[Dataset excerpt]
^^^^^^^^^^^^^^^^
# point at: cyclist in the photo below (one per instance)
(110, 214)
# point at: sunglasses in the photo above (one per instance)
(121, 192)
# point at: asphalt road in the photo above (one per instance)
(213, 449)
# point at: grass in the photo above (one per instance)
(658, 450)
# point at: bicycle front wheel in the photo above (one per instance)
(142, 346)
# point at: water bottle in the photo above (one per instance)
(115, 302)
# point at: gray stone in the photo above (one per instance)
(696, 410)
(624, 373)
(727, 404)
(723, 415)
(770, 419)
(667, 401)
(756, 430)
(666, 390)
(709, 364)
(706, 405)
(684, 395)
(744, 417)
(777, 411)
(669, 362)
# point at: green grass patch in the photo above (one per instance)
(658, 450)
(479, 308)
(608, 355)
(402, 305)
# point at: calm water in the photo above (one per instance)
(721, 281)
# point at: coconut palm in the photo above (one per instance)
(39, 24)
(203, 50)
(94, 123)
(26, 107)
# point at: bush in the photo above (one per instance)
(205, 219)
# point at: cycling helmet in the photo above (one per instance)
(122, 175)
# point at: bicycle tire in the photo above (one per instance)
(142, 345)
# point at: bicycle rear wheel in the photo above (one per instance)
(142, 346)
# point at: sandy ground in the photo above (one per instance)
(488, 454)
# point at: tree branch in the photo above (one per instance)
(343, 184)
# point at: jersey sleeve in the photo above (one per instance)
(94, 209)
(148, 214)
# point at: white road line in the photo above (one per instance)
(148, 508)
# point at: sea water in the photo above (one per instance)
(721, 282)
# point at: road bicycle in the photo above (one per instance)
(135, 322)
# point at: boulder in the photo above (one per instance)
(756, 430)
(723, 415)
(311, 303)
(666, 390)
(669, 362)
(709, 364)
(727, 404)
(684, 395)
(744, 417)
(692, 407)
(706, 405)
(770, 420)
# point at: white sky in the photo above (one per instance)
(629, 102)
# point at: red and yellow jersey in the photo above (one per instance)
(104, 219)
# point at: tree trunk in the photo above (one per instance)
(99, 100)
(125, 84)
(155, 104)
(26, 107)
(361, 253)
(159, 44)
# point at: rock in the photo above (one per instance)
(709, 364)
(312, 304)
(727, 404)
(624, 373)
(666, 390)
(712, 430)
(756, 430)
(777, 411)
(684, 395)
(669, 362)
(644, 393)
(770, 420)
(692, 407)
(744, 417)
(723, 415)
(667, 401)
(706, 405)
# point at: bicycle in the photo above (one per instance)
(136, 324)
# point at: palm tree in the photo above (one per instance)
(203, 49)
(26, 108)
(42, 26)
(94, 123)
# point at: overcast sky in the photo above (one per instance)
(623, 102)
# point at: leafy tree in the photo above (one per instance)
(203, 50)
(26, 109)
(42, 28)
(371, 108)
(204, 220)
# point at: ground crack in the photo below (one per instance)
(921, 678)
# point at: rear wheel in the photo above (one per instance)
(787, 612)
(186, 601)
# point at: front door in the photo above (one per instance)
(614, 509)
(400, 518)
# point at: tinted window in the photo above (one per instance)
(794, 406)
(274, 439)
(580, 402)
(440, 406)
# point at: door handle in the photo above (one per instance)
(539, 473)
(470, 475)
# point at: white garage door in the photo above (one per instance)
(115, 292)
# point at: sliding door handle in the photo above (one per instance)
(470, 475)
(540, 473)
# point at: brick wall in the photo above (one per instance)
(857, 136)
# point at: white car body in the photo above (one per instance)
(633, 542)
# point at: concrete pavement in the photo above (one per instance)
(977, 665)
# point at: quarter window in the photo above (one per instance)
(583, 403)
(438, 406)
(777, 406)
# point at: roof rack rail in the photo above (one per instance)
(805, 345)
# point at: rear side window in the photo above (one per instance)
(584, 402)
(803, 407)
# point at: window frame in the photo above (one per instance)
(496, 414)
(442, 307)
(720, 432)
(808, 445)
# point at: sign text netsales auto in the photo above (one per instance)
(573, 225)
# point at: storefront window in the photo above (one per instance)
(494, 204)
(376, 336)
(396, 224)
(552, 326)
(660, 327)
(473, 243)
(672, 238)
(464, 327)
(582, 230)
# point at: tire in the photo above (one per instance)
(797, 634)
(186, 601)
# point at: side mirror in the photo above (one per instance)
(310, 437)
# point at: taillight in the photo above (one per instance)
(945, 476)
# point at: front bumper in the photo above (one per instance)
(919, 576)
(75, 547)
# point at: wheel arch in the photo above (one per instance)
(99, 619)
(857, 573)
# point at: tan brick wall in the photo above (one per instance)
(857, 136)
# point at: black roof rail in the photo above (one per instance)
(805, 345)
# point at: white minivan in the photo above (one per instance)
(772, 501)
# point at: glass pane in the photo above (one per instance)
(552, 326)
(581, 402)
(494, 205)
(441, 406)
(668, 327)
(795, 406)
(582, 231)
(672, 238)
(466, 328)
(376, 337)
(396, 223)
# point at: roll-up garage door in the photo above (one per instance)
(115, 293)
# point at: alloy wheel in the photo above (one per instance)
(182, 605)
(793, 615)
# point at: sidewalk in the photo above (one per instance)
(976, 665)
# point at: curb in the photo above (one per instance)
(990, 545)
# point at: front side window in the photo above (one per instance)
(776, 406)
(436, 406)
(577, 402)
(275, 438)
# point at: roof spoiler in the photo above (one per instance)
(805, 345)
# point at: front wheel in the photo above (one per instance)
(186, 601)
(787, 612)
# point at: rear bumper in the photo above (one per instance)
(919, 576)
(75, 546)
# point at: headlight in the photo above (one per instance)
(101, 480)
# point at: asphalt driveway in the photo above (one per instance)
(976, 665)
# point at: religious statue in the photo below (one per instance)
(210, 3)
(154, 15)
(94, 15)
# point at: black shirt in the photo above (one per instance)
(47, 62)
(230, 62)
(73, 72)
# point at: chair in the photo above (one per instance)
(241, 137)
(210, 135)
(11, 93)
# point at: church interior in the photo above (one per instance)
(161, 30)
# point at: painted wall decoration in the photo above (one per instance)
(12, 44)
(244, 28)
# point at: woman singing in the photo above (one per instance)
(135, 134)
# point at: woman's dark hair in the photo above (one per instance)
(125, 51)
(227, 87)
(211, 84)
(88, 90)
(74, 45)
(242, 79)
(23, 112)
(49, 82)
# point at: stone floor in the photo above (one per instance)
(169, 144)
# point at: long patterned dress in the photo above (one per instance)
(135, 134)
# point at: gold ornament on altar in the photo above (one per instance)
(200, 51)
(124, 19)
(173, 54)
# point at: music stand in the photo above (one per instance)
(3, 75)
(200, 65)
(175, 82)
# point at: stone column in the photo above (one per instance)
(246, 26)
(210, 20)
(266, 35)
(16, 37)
^^^^^^^^^^^^^^^^
§ Directive
Write out every line of the records exactly.

§ Response to this exercise
# point at: cyclist in the photo below (one per instance)
(110, 214)
# point at: sunglasses in the photo above (one per instance)
(121, 192)
# point at: asphalt road in the photo above (one per instance)
(213, 449)
# point at: grass in the photo above (one per instance)
(658, 450)
# point at: bicycle front wheel in the photo above (one per instance)
(142, 346)
# point at: water bottle in the photo above (one per instance)
(115, 302)
# point at: gray stone in the photo above (one per instance)
(696, 410)
(624, 373)
(727, 404)
(723, 415)
(770, 419)
(667, 401)
(756, 430)
(666, 390)
(709, 364)
(706, 405)
(684, 395)
(744, 417)
(777, 411)
(669, 362)
# point at: green grass patch in the photo above (one per instance)
(658, 450)
(479, 308)
(608, 355)
(402, 305)
# point at: calm water in the photo above (one per instance)
(721, 281)
# point at: coconut palm in the photo above (one per instance)
(39, 24)
(203, 50)
(94, 123)
(26, 107)
# point at: bush in the photo above (one per instance)
(205, 219)
# point at: cycling helmet in the photo above (one per instance)
(122, 175)
# point at: bicycle tire in the photo above (one per instance)
(142, 345)
# point at: bicycle rear wheel in the photo above (one per instance)
(142, 346)
# point at: sandy ground in the photo above (one per instance)
(488, 454)
# point at: tree branch in the photo above (one per instance)
(343, 184)
# point at: jersey sleeve in the photo above (one per instance)
(94, 209)
(148, 214)
# point at: white road line in the photo above (one per instance)
(148, 508)
# point at: sea water in the photo above (one per instance)
(721, 282)
# point at: road bicycle in the photo above (one per instance)
(135, 322)
# point at: boulder in the photo above (one per instance)
(756, 430)
(723, 415)
(311, 303)
(666, 390)
(669, 362)
(709, 364)
(727, 404)
(684, 395)
(744, 417)
(692, 407)
(706, 405)
(770, 420)
# point at: white sky in the photo above (one per instance)
(629, 102)
# point at: red and yellow jersey in the photo above (one per instance)
(104, 219)
# point at: tree trunk in the photo above (one per instance)
(99, 100)
(125, 84)
(155, 104)
(26, 107)
(361, 253)
(159, 44)
# point at: rock in the photo above (one per instance)
(709, 364)
(312, 304)
(727, 404)
(624, 373)
(666, 390)
(712, 430)
(756, 430)
(777, 411)
(684, 395)
(669, 362)
(644, 393)
(770, 420)
(692, 407)
(744, 417)
(723, 415)
(667, 401)
(706, 405)
# point at: bicycle in the photo above (one per instance)
(136, 324)
# point at: palm tree in the photo above (one per instance)
(203, 49)
(26, 108)
(42, 26)
(94, 123)
# point at: overcast sky in the photo above (one per instance)
(623, 102)
# point at: leafy tree in the photo above (one per instance)
(203, 50)
(26, 109)
(42, 28)
(371, 108)
(204, 220)
# point at: ground crack in the photo below (one per instance)
(921, 678)
# point at: rear wheel in the photo above (one per instance)
(787, 612)
(186, 601)
# point at: front door in the photo above (one per instance)
(614, 509)
(400, 518)
# point at: tinted window in the photo above (one per instance)
(794, 406)
(274, 439)
(580, 402)
(440, 406)
# point at: door handle in the photo above (one per instance)
(539, 473)
(470, 475)
# point at: white garage door in the photo above (one per instance)
(115, 292)
# point at: sliding door handle in the photo above (one per instance)
(470, 475)
(540, 473)
# point at: brick wall in the photo above (one per instance)
(857, 136)
# point at: white car body in the photo above (one per instance)
(633, 542)
# point at: concrete pavement in the photo above (one per instance)
(977, 665)
# point at: quarter window in the photo above (one per instance)
(583, 403)
(438, 406)
(777, 406)
# point at: roof rack rail in the photo above (one per instance)
(805, 345)
# point at: rear side window in the photo above (one per instance)
(584, 402)
(803, 407)
# point at: window frame in the photo above (one per instance)
(496, 414)
(442, 307)
(720, 432)
(808, 445)
# point at: sign text netsales auto in the photo above (one per instance)
(573, 225)
# point at: storefront window in the photo above (one per instance)
(494, 204)
(376, 336)
(396, 224)
(552, 326)
(660, 327)
(473, 243)
(672, 238)
(464, 327)
(582, 230)
# point at: tire in the photo above (one per instance)
(797, 634)
(186, 601)
# point at: side mirror in the photo above (one per instance)
(310, 437)
# point at: taillight in the photo above (one per instance)
(945, 476)
# point at: front bumper in the photo above (one per instance)
(919, 576)
(75, 547)
# point at: wheel arch in the photo above (one per instance)
(99, 619)
(857, 573)
# point at: tan brick wall in the photo above (one per instance)
(857, 136)
# point at: black roof rail in the photo above (one per instance)
(805, 345)
# point at: white minivan in the photo above (one per instance)
(772, 501)
# point at: glass pane in the photo above (one per instance)
(552, 326)
(581, 402)
(494, 205)
(441, 406)
(668, 327)
(795, 406)
(582, 231)
(672, 238)
(466, 328)
(376, 337)
(396, 223)
# point at: roll-up garage door in the photo above (one per instance)
(115, 293)
# point at: alloy wheel in the photo above (one per instance)
(182, 605)
(793, 615)
# point at: sidewalk in the photo above (one per instance)
(976, 665)
# point at: curb in the photo above (one per instance)
(990, 545)
# point at: front side window in the photo above (one per instance)
(776, 406)
(436, 406)
(577, 402)
(275, 438)
# point at: roof spoiler in the photo above (one per instance)
(805, 345)
# point at: front wheel in the photo above (one per instance)
(186, 601)
(787, 612)
# point at: rear bumper in the photo above (one per instance)
(919, 576)
(75, 546)
# point at: headlight in the photo above (one per instance)
(101, 480)
# point at: asphalt driveway in the photo above (one per instance)
(976, 665)
# point at: religious statue in the photo below (one per instance)
(210, 3)
(154, 15)
(94, 15)
# point at: black shirt in the photo above (one per instance)
(47, 62)
(230, 62)
(73, 72)
# point at: chair in the photo above (one per instance)
(241, 137)
(210, 135)
(11, 93)
# point at: church interior in the photo above (one per instance)
(161, 30)
# point at: painted wall decoration in the photo above (one per instance)
(12, 44)
(244, 28)
# point at: woman singing in the photo above (one per instance)
(135, 134)
# point at: woman's dark hair in the photo above (one per instance)
(125, 51)
(227, 87)
(211, 84)
(88, 90)
(74, 45)
(242, 79)
(23, 112)
(49, 82)
# point at: stone floor in the photo above (one per instance)
(169, 144)
# point at: long patterned dress in the photo above (one per instance)
(135, 134)
# point at: gold ornament on altar in the photo above (one per instance)
(200, 51)
(124, 19)
(173, 54)
# point at: music stand in the photo above (one per instance)
(3, 75)
(200, 65)
(175, 82)
# point at: stone column in the photo above (one per instance)
(246, 26)
(210, 20)
(266, 35)
(16, 37)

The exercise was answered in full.